→ **Exercise task**
Rewrite the lines below as a JSON list of strings, one string per line with blank lines omitted, starting at the line that contains "Please segment every instance of the wood grain" and running through the end of the records.

Region segmentation data
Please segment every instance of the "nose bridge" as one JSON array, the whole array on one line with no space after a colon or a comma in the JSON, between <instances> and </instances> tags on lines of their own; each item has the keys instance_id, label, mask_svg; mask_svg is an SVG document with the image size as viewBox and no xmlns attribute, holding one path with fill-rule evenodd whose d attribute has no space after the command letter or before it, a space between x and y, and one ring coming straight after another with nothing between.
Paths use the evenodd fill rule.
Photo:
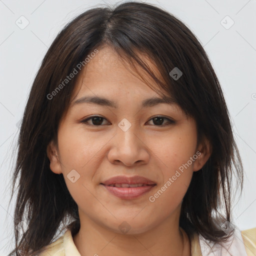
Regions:
<instances>
[{"instance_id":1,"label":"nose bridge","mask_svg":"<svg viewBox=\"0 0 256 256\"><path fill-rule=\"evenodd\" d=\"M122 146L124 146L127 148L127 150L131 146L138 146L138 142L136 140L138 138L136 134L138 131L138 128L136 126L134 122L130 122L128 119L124 118L118 123L118 136L120 140L118 142L120 142L118 144Z\"/></svg>"},{"instance_id":2,"label":"nose bridge","mask_svg":"<svg viewBox=\"0 0 256 256\"><path fill-rule=\"evenodd\" d=\"M148 161L148 152L140 138L139 128L135 122L124 118L118 126L116 138L108 152L108 160L113 164L116 161L122 162L126 166Z\"/></svg>"}]
</instances>

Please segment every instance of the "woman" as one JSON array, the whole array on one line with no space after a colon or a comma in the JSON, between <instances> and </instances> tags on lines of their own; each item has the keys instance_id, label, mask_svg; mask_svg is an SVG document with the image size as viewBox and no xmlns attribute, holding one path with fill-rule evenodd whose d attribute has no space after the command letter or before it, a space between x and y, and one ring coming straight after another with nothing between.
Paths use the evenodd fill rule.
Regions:
<instances>
[{"instance_id":1,"label":"woman","mask_svg":"<svg viewBox=\"0 0 256 256\"><path fill-rule=\"evenodd\" d=\"M12 253L254 255L256 228L232 223L231 178L242 186L243 170L219 82L165 10L128 2L68 24L35 78L18 142Z\"/></svg>"}]
</instances>

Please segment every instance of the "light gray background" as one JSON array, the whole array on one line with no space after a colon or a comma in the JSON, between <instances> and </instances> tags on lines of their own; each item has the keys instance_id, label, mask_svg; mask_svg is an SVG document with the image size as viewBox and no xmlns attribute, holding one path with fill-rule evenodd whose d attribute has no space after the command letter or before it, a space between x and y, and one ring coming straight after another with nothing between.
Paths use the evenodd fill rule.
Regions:
<instances>
[{"instance_id":1,"label":"light gray background","mask_svg":"<svg viewBox=\"0 0 256 256\"><path fill-rule=\"evenodd\" d=\"M234 208L234 224L240 230L255 227L256 0L145 2L158 4L184 21L208 54L232 116L245 171L244 192ZM96 4L116 2L0 0L0 256L10 251L14 241L14 201L8 206L16 124L40 62L57 33L72 18ZM25 24L22 16L29 22L23 30L16 24ZM228 28L232 20L234 24Z\"/></svg>"}]
</instances>

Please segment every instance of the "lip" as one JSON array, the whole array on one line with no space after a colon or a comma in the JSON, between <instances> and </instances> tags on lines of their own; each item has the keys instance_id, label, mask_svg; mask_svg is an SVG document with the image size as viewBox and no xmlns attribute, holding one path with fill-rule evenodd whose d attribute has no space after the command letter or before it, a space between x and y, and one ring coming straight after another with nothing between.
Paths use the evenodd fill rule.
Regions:
<instances>
[{"instance_id":1,"label":"lip","mask_svg":"<svg viewBox=\"0 0 256 256\"><path fill-rule=\"evenodd\" d=\"M155 186L147 185L137 188L118 188L102 184L112 194L122 199L134 199L148 192Z\"/></svg>"},{"instance_id":2,"label":"lip","mask_svg":"<svg viewBox=\"0 0 256 256\"><path fill-rule=\"evenodd\" d=\"M112 177L102 182L104 185L110 185L111 184L138 184L142 183L146 185L156 184L156 183L147 178L142 176L132 176L128 177L127 176L116 176Z\"/></svg>"},{"instance_id":3,"label":"lip","mask_svg":"<svg viewBox=\"0 0 256 256\"><path fill-rule=\"evenodd\" d=\"M118 188L109 186L115 184L142 184L144 186L136 188ZM119 198L134 199L148 192L156 185L156 184L141 176L133 176L132 177L116 176L104 181L100 184L104 186L112 194ZM146 186L144 186L145 184Z\"/></svg>"}]
</instances>

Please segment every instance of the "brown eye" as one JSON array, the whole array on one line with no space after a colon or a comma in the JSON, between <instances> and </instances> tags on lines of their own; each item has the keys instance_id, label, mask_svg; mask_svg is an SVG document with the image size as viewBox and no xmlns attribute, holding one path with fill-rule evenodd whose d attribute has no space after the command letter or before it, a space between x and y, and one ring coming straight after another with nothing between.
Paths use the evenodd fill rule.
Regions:
<instances>
[{"instance_id":1,"label":"brown eye","mask_svg":"<svg viewBox=\"0 0 256 256\"><path fill-rule=\"evenodd\" d=\"M88 124L88 121L91 120L92 124ZM81 122L84 123L86 124L88 126L100 126L104 120L106 120L106 118L102 116L90 116L84 120L82 120Z\"/></svg>"}]
</instances>

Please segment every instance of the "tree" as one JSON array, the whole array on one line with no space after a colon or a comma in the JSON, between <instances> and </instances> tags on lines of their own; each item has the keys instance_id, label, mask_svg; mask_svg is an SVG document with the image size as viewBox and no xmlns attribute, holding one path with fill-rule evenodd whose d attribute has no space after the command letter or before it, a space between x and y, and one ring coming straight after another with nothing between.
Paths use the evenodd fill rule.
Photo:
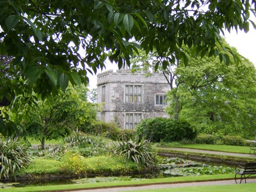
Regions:
<instances>
[{"instance_id":1,"label":"tree","mask_svg":"<svg viewBox=\"0 0 256 192\"><path fill-rule=\"evenodd\" d=\"M89 126L96 120L97 109L84 99L87 91L83 86L68 88L66 94L38 101L32 120L24 123L24 134L39 139L44 150L46 139L63 137Z\"/></svg>"},{"instance_id":2,"label":"tree","mask_svg":"<svg viewBox=\"0 0 256 192\"><path fill-rule=\"evenodd\" d=\"M42 99L65 91L69 81L86 84L87 73L104 68L107 58L119 68L130 66L138 49L156 50L164 68L180 59L187 64L183 45L228 64L229 56L217 46L222 45L220 34L223 28L248 31L249 22L256 28L249 19L250 12L255 14L251 2L0 0L0 54L13 57L14 75Z\"/></svg>"},{"instance_id":3,"label":"tree","mask_svg":"<svg viewBox=\"0 0 256 192\"><path fill-rule=\"evenodd\" d=\"M182 104L180 118L201 132L253 138L256 70L246 58L241 59L238 66L232 62L227 66L213 58L191 58L186 67L181 62L175 72L180 85L172 90ZM169 101L172 114L175 101Z\"/></svg>"}]
</instances>

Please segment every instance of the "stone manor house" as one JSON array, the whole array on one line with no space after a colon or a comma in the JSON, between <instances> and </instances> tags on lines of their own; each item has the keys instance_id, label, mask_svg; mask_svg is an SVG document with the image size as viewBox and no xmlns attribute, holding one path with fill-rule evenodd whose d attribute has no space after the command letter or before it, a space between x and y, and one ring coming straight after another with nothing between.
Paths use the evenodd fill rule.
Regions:
<instances>
[{"instance_id":1,"label":"stone manor house","mask_svg":"<svg viewBox=\"0 0 256 192\"><path fill-rule=\"evenodd\" d=\"M98 74L97 80L97 102L104 103L98 112L99 119L133 130L143 119L168 117L164 108L169 86L162 74L145 77L143 72L109 70Z\"/></svg>"}]
</instances>

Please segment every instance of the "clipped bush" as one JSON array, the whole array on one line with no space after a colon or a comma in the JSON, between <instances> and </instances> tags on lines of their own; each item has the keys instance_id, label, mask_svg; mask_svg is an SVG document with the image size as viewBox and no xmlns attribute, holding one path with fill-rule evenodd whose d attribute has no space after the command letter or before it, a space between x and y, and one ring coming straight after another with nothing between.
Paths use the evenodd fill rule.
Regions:
<instances>
[{"instance_id":1,"label":"clipped bush","mask_svg":"<svg viewBox=\"0 0 256 192\"><path fill-rule=\"evenodd\" d=\"M200 134L195 138L195 142L212 145L249 146L248 142L240 136Z\"/></svg>"},{"instance_id":2,"label":"clipped bush","mask_svg":"<svg viewBox=\"0 0 256 192\"><path fill-rule=\"evenodd\" d=\"M154 142L192 140L196 136L191 125L184 121L162 117L143 120L136 127L136 138L145 138Z\"/></svg>"},{"instance_id":3,"label":"clipped bush","mask_svg":"<svg viewBox=\"0 0 256 192\"><path fill-rule=\"evenodd\" d=\"M216 136L206 134L198 135L195 138L196 143L216 144L218 139Z\"/></svg>"},{"instance_id":4,"label":"clipped bush","mask_svg":"<svg viewBox=\"0 0 256 192\"><path fill-rule=\"evenodd\" d=\"M0 138L0 179L5 180L15 171L26 166L30 161L28 146L18 137Z\"/></svg>"},{"instance_id":5,"label":"clipped bush","mask_svg":"<svg viewBox=\"0 0 256 192\"><path fill-rule=\"evenodd\" d=\"M158 167L156 154L153 152L152 144L146 140L117 141L113 144L115 149L114 154L122 157L126 166L130 161L132 161L135 162L138 170L141 167L152 169Z\"/></svg>"}]
</instances>

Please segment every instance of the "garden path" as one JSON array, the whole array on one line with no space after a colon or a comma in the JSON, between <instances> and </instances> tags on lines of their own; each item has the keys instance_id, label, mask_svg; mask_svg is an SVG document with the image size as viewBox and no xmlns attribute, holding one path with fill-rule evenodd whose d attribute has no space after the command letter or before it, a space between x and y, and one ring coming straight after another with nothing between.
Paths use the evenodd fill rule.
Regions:
<instances>
[{"instance_id":1,"label":"garden path","mask_svg":"<svg viewBox=\"0 0 256 192\"><path fill-rule=\"evenodd\" d=\"M256 183L256 179L246 179L247 183ZM139 186L126 186L120 187L112 187L105 188L93 189L82 189L72 190L75 192L118 192L118 191L125 191L129 190L135 190L139 189L148 189L154 188L173 188L180 187L185 186L196 186L200 185L229 185L237 184L234 180L225 180L221 181L203 181L203 182L186 182L181 183L173 183L173 184L152 184L150 185L144 185ZM71 191L71 190L69 190Z\"/></svg>"},{"instance_id":2,"label":"garden path","mask_svg":"<svg viewBox=\"0 0 256 192\"><path fill-rule=\"evenodd\" d=\"M182 152L196 152L196 153L206 153L206 154L209 154L226 155L226 156L229 156L251 157L251 156L250 154L242 154L242 153L229 153L229 152L217 152L217 151L208 151L208 150L196 150L196 149L194 149L194 148L179 148L179 147L158 147L158 148L161 149L161 150L168 149L168 150L171 150L173 151L182 151Z\"/></svg>"}]
</instances>

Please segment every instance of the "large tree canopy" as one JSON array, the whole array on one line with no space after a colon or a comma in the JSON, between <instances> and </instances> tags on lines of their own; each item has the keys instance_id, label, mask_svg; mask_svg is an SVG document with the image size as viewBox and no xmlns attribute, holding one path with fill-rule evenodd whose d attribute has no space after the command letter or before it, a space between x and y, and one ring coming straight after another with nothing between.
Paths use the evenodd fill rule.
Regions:
<instances>
[{"instance_id":1,"label":"large tree canopy","mask_svg":"<svg viewBox=\"0 0 256 192\"><path fill-rule=\"evenodd\" d=\"M223 29L247 32L250 22L256 28L249 20L255 0L0 0L0 55L13 57L14 76L42 98L65 91L69 81L87 84L87 73L108 58L130 65L138 49L156 50L163 68L187 64L184 45L228 63L217 46ZM18 88L16 96L26 91ZM0 99L7 95L0 91Z\"/></svg>"}]
</instances>

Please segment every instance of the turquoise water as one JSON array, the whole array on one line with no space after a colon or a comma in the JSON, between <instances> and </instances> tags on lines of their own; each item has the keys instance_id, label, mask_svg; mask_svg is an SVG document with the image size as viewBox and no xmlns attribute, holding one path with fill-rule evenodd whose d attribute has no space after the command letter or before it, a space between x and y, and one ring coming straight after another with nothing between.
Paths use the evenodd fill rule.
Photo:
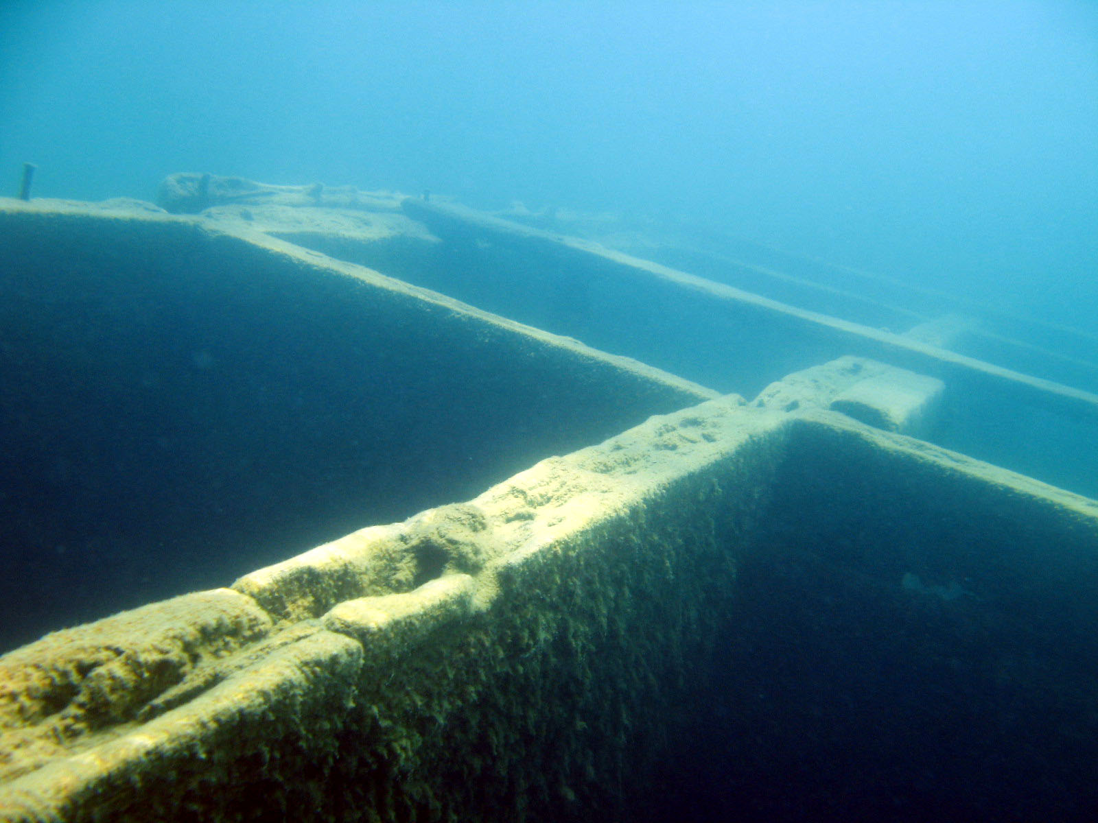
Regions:
<instances>
[{"instance_id":1,"label":"turquoise water","mask_svg":"<svg viewBox=\"0 0 1098 823\"><path fill-rule=\"evenodd\" d=\"M719 226L1095 331L1098 5L0 10L0 185L176 171ZM7 181L7 182L3 182Z\"/></svg>"}]
</instances>

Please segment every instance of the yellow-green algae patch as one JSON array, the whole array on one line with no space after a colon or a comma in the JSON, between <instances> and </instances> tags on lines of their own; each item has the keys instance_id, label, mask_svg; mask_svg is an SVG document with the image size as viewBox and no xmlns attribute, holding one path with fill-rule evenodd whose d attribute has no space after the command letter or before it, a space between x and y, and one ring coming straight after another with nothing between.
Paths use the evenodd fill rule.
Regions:
<instances>
[{"instance_id":1,"label":"yellow-green algae patch","mask_svg":"<svg viewBox=\"0 0 1098 823\"><path fill-rule=\"evenodd\" d=\"M816 489L821 470L878 488L888 522L841 484ZM971 505L951 509L961 495ZM217 641L232 647L156 695L109 692L113 725L36 753L0 787L0 816L621 819L704 718L741 560L775 528L810 541L809 504L855 518L875 557L874 533L920 517L1030 534L1019 563L1056 534L1093 554L1098 534L1093 503L1009 472L831 412L712 401L194 596L237 604L255 636ZM139 618L116 619L121 653L149 642ZM13 654L55 665L31 650ZM9 733L57 722L34 711Z\"/></svg>"}]
</instances>

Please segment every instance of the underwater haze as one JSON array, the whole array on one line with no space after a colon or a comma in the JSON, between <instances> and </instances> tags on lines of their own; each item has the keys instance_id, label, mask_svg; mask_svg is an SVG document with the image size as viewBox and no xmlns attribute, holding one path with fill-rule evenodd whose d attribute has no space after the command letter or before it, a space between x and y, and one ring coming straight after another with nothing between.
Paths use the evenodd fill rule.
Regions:
<instances>
[{"instance_id":1,"label":"underwater haze","mask_svg":"<svg viewBox=\"0 0 1098 823\"><path fill-rule=\"evenodd\" d=\"M719 227L1098 332L1098 4L0 4L0 181Z\"/></svg>"}]
</instances>

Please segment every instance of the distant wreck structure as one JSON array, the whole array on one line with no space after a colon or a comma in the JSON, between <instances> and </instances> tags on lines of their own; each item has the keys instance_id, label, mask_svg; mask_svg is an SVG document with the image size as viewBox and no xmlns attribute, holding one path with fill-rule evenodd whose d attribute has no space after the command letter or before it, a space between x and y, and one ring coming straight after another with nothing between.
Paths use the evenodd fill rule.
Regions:
<instances>
[{"instance_id":1,"label":"distant wreck structure","mask_svg":"<svg viewBox=\"0 0 1098 823\"><path fill-rule=\"evenodd\" d=\"M1098 808L1093 336L200 173L0 272L2 821Z\"/></svg>"}]
</instances>

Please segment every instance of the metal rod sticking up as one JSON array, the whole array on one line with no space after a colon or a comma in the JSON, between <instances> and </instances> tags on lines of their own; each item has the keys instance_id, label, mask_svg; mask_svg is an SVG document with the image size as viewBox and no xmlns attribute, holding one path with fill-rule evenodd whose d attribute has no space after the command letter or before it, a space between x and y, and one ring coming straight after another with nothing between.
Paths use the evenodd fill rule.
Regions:
<instances>
[{"instance_id":1,"label":"metal rod sticking up","mask_svg":"<svg viewBox=\"0 0 1098 823\"><path fill-rule=\"evenodd\" d=\"M19 199L31 199L31 182L34 180L34 170L38 168L33 162L23 164L23 181L19 184Z\"/></svg>"}]
</instances>

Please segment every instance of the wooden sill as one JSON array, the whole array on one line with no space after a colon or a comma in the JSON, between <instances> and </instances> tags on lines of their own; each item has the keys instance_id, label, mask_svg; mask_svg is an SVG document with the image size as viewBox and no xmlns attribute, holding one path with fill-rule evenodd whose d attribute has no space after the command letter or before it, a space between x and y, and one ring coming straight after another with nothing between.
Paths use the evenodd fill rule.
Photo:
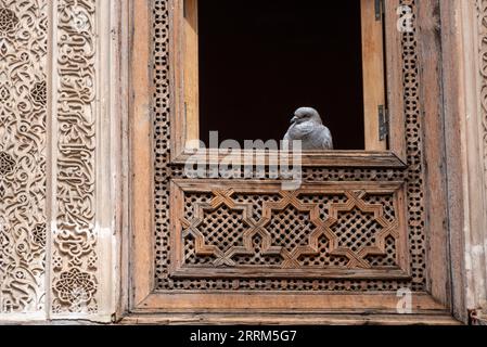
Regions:
<instances>
[{"instance_id":1,"label":"wooden sill","mask_svg":"<svg viewBox=\"0 0 487 347\"><path fill-rule=\"evenodd\" d=\"M254 158L265 163L265 165L277 165L277 158L285 154L283 151L233 151L228 154L220 150L185 150L177 155L171 164L184 165L191 158L202 163L206 160L208 165L219 164L223 159L233 165L245 165L246 160ZM290 154L290 163L293 157ZM305 167L355 167L355 168L406 168L407 165L393 152L371 152L371 151L304 151L302 165Z\"/></svg>"}]
</instances>

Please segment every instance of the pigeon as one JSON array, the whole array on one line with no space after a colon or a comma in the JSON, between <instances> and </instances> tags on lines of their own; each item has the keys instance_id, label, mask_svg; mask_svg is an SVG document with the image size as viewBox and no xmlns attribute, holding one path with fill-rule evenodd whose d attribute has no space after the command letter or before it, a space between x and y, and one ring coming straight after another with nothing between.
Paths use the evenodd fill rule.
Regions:
<instances>
[{"instance_id":1,"label":"pigeon","mask_svg":"<svg viewBox=\"0 0 487 347\"><path fill-rule=\"evenodd\" d=\"M284 141L289 141L291 147L293 141L300 140L304 151L333 150L332 133L323 126L320 114L315 108L298 108L291 124L284 136Z\"/></svg>"}]
</instances>

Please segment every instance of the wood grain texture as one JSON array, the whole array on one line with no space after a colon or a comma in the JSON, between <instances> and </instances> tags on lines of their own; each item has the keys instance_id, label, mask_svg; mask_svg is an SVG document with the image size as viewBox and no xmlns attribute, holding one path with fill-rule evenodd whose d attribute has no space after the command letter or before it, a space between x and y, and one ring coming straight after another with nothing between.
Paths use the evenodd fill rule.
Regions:
<instances>
[{"instance_id":1,"label":"wood grain texture","mask_svg":"<svg viewBox=\"0 0 487 347\"><path fill-rule=\"evenodd\" d=\"M375 17L375 0L361 0L362 72L366 149L387 150L387 141L380 139L379 106L385 103L384 27L383 17Z\"/></svg>"},{"instance_id":2,"label":"wood grain texture","mask_svg":"<svg viewBox=\"0 0 487 347\"><path fill-rule=\"evenodd\" d=\"M133 37L131 40L131 204L137 206L131 214L133 262L130 282L132 305L141 303L152 291L153 261L153 156L151 117L151 17L148 1L133 3ZM145 63L142 63L145 62Z\"/></svg>"}]
</instances>

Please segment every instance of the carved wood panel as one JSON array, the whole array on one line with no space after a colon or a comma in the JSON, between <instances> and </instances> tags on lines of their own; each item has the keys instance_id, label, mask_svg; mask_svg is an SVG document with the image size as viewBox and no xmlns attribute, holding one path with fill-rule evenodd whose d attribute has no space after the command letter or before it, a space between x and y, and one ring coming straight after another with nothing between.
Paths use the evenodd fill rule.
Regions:
<instances>
[{"instance_id":1,"label":"carved wood panel","mask_svg":"<svg viewBox=\"0 0 487 347\"><path fill-rule=\"evenodd\" d=\"M403 184L172 183L171 277L409 278Z\"/></svg>"}]
</instances>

→ **The answer**
[
  "Please segment every instance of the wood grain texture as one JSON array, the whole array on one line with no space after a colon or a comma in the JSON, between <instances> and </instances> tags on lines of their own; each item has the keys instance_id, label, mask_svg; mask_svg is an SVG document with the image size as viewBox and no xmlns attribute, holding one path with fill-rule evenodd whose d attribute has no space after the command letter or before it, a space between x and y, and one ring coming straight after another with nothing between.",
  "Paths use the evenodd fill rule.",
  "Regions:",
  "<instances>",
  "[{\"instance_id\":1,\"label\":\"wood grain texture\",\"mask_svg\":\"<svg viewBox=\\\"0 0 487 347\\\"><path fill-rule=\\\"evenodd\\\" d=\\\"M375 17L375 0L361 0L362 72L366 149L387 150L387 141L380 139L379 106L385 103L384 27L383 17Z\\\"/></svg>\"},{\"instance_id\":2,\"label\":\"wood grain texture\",\"mask_svg\":\"<svg viewBox=\\\"0 0 487 347\\\"><path fill-rule=\\\"evenodd\\\" d=\\\"M133 37L131 40L131 204L137 206L131 214L133 262L130 282L132 305L141 303L152 291L153 261L153 156L151 117L151 17L148 1L133 3ZM145 63L142 63L145 62Z\\\"/></svg>\"}]",
  "</instances>",
  "Please segment every instance of the carved wood panel as one JSON array, the whole array on one line with no space after a colon or a comma in the JSON, between <instances> and </instances> tags on lines of their own; each item has the keys instance_id, label, mask_svg; mask_svg is an SVG document with the image size as viewBox and no xmlns attribute, holding one path with fill-rule evenodd whose d attribute has no space after the command letter or before it, a space between x and y, and one ring coming straight after another with nothing between.",
  "Paths use the evenodd fill rule.",
  "Regions:",
  "<instances>",
  "[{\"instance_id\":1,\"label\":\"carved wood panel\",\"mask_svg\":\"<svg viewBox=\\\"0 0 487 347\\\"><path fill-rule=\\\"evenodd\\\" d=\\\"M403 184L172 183L171 277L409 278Z\\\"/></svg>\"}]",
  "</instances>"
]